======== INPUT DATA ========

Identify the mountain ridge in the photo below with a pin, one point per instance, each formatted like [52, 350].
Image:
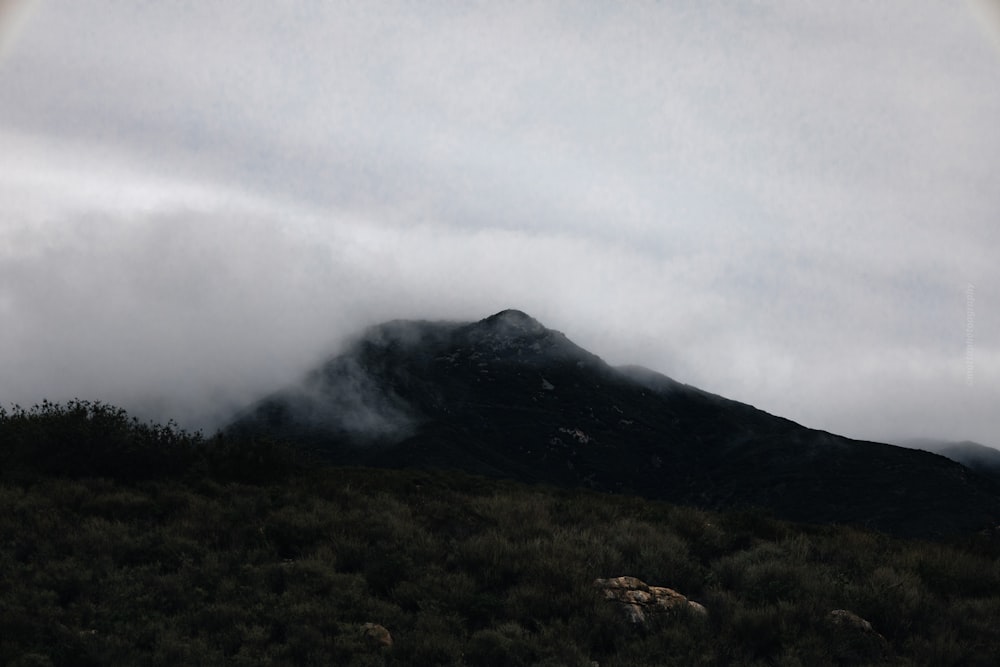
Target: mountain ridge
[507, 397]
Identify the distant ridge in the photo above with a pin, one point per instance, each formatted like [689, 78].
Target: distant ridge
[508, 397]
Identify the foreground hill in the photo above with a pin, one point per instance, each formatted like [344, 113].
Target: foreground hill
[232, 552]
[506, 397]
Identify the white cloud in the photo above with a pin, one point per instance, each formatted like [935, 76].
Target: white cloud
[779, 202]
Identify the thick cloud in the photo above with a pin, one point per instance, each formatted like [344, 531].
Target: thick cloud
[785, 204]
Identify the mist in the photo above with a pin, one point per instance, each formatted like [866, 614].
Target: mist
[783, 205]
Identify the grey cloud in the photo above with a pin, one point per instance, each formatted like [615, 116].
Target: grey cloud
[780, 202]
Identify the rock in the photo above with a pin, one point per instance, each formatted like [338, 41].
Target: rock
[377, 634]
[640, 601]
[857, 642]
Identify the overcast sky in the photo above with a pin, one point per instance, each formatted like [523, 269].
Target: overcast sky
[793, 204]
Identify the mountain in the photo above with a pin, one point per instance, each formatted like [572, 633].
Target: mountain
[984, 460]
[507, 397]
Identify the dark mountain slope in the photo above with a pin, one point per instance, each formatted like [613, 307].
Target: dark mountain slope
[984, 460]
[507, 397]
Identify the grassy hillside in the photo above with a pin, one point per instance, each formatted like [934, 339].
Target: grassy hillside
[126, 543]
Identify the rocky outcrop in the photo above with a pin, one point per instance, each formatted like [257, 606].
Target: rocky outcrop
[640, 601]
[856, 641]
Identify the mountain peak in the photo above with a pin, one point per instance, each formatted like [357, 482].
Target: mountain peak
[513, 322]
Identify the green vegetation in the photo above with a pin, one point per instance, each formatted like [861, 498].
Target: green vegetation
[127, 543]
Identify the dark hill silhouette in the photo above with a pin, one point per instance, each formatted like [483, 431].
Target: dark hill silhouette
[507, 397]
[984, 460]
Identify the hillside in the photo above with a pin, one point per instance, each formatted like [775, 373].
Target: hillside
[242, 553]
[984, 460]
[508, 398]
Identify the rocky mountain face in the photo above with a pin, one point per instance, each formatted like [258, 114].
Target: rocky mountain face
[507, 397]
[984, 460]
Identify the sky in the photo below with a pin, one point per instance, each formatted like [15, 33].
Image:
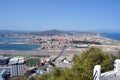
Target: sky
[66, 15]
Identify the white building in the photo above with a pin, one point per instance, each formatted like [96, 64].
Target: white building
[17, 65]
[111, 75]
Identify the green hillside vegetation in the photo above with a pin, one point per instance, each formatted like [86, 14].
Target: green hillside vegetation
[82, 68]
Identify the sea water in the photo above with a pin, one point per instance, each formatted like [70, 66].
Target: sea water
[15, 46]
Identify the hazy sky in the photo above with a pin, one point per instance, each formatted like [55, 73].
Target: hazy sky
[79, 15]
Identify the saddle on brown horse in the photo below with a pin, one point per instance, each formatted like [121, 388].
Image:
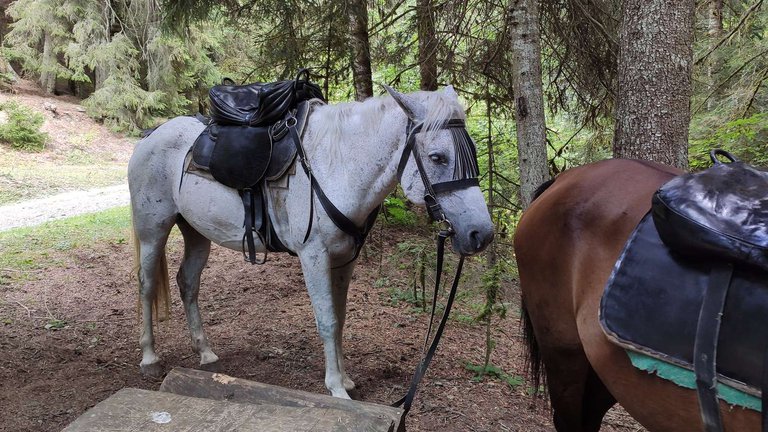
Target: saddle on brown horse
[251, 137]
[691, 286]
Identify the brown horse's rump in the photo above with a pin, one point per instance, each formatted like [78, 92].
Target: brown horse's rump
[566, 245]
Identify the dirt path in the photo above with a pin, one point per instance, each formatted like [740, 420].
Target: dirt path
[63, 205]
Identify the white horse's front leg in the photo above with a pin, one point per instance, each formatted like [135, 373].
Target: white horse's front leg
[317, 275]
[340, 278]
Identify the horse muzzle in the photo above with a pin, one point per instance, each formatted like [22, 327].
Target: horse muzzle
[472, 240]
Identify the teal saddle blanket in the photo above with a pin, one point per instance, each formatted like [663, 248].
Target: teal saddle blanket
[651, 306]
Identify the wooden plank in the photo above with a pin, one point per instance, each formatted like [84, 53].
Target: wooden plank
[135, 410]
[196, 383]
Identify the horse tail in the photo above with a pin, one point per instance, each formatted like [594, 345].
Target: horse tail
[161, 303]
[534, 365]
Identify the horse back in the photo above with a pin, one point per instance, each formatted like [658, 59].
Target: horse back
[607, 198]
[569, 238]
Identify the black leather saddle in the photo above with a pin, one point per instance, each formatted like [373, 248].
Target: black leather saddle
[250, 138]
[691, 285]
[260, 104]
[241, 157]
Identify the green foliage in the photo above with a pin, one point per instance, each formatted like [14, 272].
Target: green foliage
[746, 138]
[21, 130]
[24, 250]
[482, 371]
[396, 211]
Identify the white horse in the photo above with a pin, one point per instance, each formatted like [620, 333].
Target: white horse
[354, 150]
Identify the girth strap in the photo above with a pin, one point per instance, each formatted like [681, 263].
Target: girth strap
[764, 391]
[339, 219]
[705, 346]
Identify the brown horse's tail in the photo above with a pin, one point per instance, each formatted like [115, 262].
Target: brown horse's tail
[161, 303]
[534, 364]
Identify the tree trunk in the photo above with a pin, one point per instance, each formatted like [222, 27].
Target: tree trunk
[529, 101]
[48, 65]
[361, 53]
[654, 81]
[715, 33]
[425, 20]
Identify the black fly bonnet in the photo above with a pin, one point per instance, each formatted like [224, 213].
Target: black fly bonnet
[465, 171]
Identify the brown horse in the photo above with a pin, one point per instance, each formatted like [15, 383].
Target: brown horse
[566, 245]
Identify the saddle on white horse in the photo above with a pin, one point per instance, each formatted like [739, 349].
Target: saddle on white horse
[251, 138]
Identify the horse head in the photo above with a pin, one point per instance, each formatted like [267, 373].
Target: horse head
[439, 169]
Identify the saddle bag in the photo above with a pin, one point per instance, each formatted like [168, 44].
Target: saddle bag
[720, 213]
[260, 104]
[236, 156]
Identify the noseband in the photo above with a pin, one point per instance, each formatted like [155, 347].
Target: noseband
[465, 170]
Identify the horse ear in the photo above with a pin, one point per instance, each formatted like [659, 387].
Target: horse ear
[414, 109]
[450, 91]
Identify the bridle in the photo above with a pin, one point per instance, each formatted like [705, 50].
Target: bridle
[465, 171]
[465, 175]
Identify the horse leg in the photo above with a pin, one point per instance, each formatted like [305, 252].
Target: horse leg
[196, 251]
[317, 276]
[341, 278]
[152, 274]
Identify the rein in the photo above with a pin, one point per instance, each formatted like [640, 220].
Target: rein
[465, 175]
[337, 217]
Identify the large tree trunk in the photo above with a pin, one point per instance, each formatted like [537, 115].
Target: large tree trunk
[654, 81]
[529, 100]
[715, 32]
[361, 53]
[48, 66]
[425, 19]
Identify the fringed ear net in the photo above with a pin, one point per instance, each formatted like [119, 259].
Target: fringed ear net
[466, 155]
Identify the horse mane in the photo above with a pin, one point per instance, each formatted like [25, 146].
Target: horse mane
[333, 118]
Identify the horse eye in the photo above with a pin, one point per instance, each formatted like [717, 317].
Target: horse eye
[438, 158]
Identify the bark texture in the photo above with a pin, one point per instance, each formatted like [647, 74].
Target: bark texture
[357, 11]
[529, 101]
[654, 81]
[714, 33]
[427, 44]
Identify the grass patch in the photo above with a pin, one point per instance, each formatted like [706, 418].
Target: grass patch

========

#### ABOUT THIS TASK:
Your answer must be an exact copy of the records, without the pictures.

#### FINISHED EXERCISE:
Identify the mountain ridge in the photo below with a pin, one point per instance, each formatted like [52, 350].
Image:
Target: mountain ridge
[507, 397]
Identify the distant ridge in the photo above with a pin, one point per instance, each formatted like [689, 78].
Target: distant ridge
[508, 397]
Identify the foreground hill in the photo above with a pin, one point per instance, each formatted like [344, 113].
Target: foreground hill
[232, 552]
[506, 397]
Identify the white cloud in the photo above with a pin, one point per instance, each formatted like [935, 76].
Target: white cloud
[779, 202]
Identify the thick cloud in the photo above with a pin, one point per instance, each formatted like [344, 531].
Target: thick cloud
[785, 204]
Identify the mist in the photo above with a pin, one point per instance, each formatted like [866, 614].
Target: mist
[783, 205]
Identify the grey cloud in the photo above with a pin, one point per instance, each formatted like [615, 116].
Target: grey cloud
[780, 202]
Identify the rock in the photo above with a pin, one point per instance, each formatted like [338, 41].
Target: rock
[377, 634]
[640, 601]
[857, 642]
Identify the overcast sky in the photo above with a pin, one point per instance, each formatted like [523, 269].
Target: overcast sky
[793, 204]
Identify the mountain in the photo above with a pin, one point per instance, each formatted like [572, 633].
Target: mountain
[984, 460]
[507, 397]
Identify the dark mountain slope in the photo above with a pin, one point per instance, each formatted like [613, 307].
Target: dark mountain slope
[984, 460]
[507, 397]
Identify the grassy hillside in the photo above with a pin, one point per instance, each formatted like [934, 339].
Target: grassy hillside
[126, 543]
Identify the rocky outcrop in the photo above with a pin, one point per instance, each formatted like [257, 606].
Target: rocky outcrop
[640, 601]
[856, 641]
Identify the mountain peak in the photo above with a pin, one point per instance, each formatted like [357, 482].
Target: mountain peak
[513, 322]
Identify the green vegetation in the photo above with a pin, one point per instance, each formatted like [861, 498].
Target: green vegetation
[127, 543]
Identify the dark hill silhouette in the photo above with a pin, one point per instance, each formatted like [483, 431].
Target: dark hill silhouette
[507, 397]
[984, 460]
Identify the hillside in the photo above with a pin, one point per instance, each formatted like [775, 373].
Target: hillside
[242, 553]
[984, 460]
[508, 398]
Identify the rocky mountain face in the photo above with a pin, one point per instance, each formatted like [258, 114].
Target: rocky mountain face
[507, 397]
[984, 460]
Identify the sky in the photo below with a pin, one point per instance, each formatted like [15, 33].
Image:
Target: sky
[66, 15]
Identify the white building in the photo above with a pin, one point per instance, each formatted like [96, 64].
Target: white building
[17, 65]
[111, 75]
Identify the green hillside vegetation in the photo above with a pin, one point per instance, each formatted like [86, 14].
Target: green hillside vegetation
[82, 68]
Identify the sea water in the photo above with a pin, one point per instance, each formatted like [70, 66].
Target: sea water
[15, 46]
Identify the hazy sky in the photo above with a pin, one point per instance, each formatted like [55, 73].
Target: hazy sky
[79, 15]
Identify the saddle on brown horse in the photo below with a pin, one point per instance, each formatted like [121, 388].
Image:
Target: saddle on brown horse
[251, 137]
[691, 286]
Identify the brown horse's rump in the photo above with a pin, one point per instance, each formatted like [78, 92].
Target: brown horse's rump
[566, 245]
Identify the dirt path in the photo above with a pin, one point per instance, each formatted like [740, 420].
Target: dirt path
[63, 205]
Identify the white horse's front leg in the photo above with a pin, one point per instance, each formatted like [135, 373].
Target: white horse's front leg
[317, 275]
[340, 278]
Identify the horse muzzle in the photo above with a pin, one point per instance, each formatted like [22, 327].
Target: horse muzzle
[472, 240]
Identify the teal saddle blanket in the photo above with a pin, one point per instance, each formatted like [663, 248].
Target: teal saddle blanket
[651, 306]
Identify the wooden plank in the photo above with a pin, one point per instance, each formatted like [84, 53].
Target: wooden plank
[135, 410]
[196, 383]
Identify the horse tail in the photo above with a pin, one point per instance, each formatted like [594, 345].
Target: horse tail
[161, 303]
[534, 365]
Identify the horse back in the photo above with a pin, one point per instance, each formatted like [658, 59].
Target: horse back
[607, 198]
[569, 238]
Identify the black leather saddle in the photo above with a pin, one point per instance, each formatted like [373, 248].
Target: black leather saddle
[250, 138]
[691, 285]
[260, 104]
[241, 157]
Identify the green foliage in the photo above with a pin, one point per instance, each formatted like [14, 272].
Target: green foliage
[746, 138]
[21, 130]
[24, 250]
[482, 371]
[396, 211]
Identify the white horse in the photo above with a pin, one point per instance, each formatted like [620, 333].
Target: white horse
[354, 150]
Identify the girth strap in the photo above with a pin, one point per instance, each formatted like [681, 263].
Target: girth strap
[764, 391]
[339, 219]
[705, 346]
Identify the brown horse's tail in the photo above with a pin, one point per instance, each formatted like [115, 262].
Target: brown horse's tail
[161, 303]
[534, 364]
Identify the tree trunk in the photo above with a pin, one point per instance, each formatted like [222, 27].
Target: tree trunk
[529, 101]
[48, 65]
[361, 53]
[654, 81]
[715, 33]
[425, 20]
Identify the black fly bonnet in the photo above with a pin, one point per instance, each formatted like [224, 213].
Target: black fly bonnet
[465, 171]
Identify the brown horse in the photo above with a pin, one point per instance, each formatted like [15, 383].
Target: brown horse
[566, 245]
Identify the saddle on white horse in the photo above with a pin, one point per instance, each formatted like [739, 349].
Target: saddle on white horse
[251, 138]
Identify the horse head in the photo above with a pin, one point per instance, each formatted like [267, 373].
Target: horse head
[439, 169]
Identify the saddle bag in the photo above with a pin, one point per instance, each formatted like [168, 44].
Target: saddle bag
[720, 213]
[260, 104]
[236, 156]
Identify the noseband in the photo above with a pin, one point per instance, each formatted like [155, 347].
Target: noseband
[465, 170]
Identify the horse ear in the photo above with a pin, one point per instance, each formatted like [659, 387].
Target: horse ear
[414, 109]
[450, 91]
Identify the bridle in the photo above with a pin, one point per instance, each formatted like [705, 50].
Target: bridle
[465, 171]
[465, 175]
Identify the horse leg in the photo above with a pin, one point per instance, each formatted like [305, 252].
Target: horse leg
[196, 251]
[317, 276]
[341, 278]
[152, 274]
Identify the rein in the photo above with a pin, one point per instance, each formatted like [640, 220].
Target: rein
[465, 175]
[337, 217]
Identify the large tree trunk in the photo above with a pin, one point per instance, each formatted like [537, 115].
Target: large tree trunk
[654, 81]
[529, 100]
[715, 32]
[361, 53]
[48, 66]
[425, 19]
Identify the fringed ear net in the photo above with a pin, one point per instance, each formatted like [119, 259].
Target: fringed ear net
[466, 155]
Identify the horse mane in the photo above with a pin, one point per instance, each formatted like [25, 146].
Target: horse mane
[333, 118]
Identify the horse eye in the photo above with a pin, one point per instance, each formatted like [717, 317].
Target: horse eye
[438, 158]
Identify the bark texture in the photo above with a pin, one point per instance, each formatted like [647, 74].
Target: bark texture
[357, 11]
[529, 101]
[654, 81]
[714, 33]
[427, 44]
Identify the grass patch in the photo above with a pin, one point per instance, each formatted like [706, 418].
Target: grass patch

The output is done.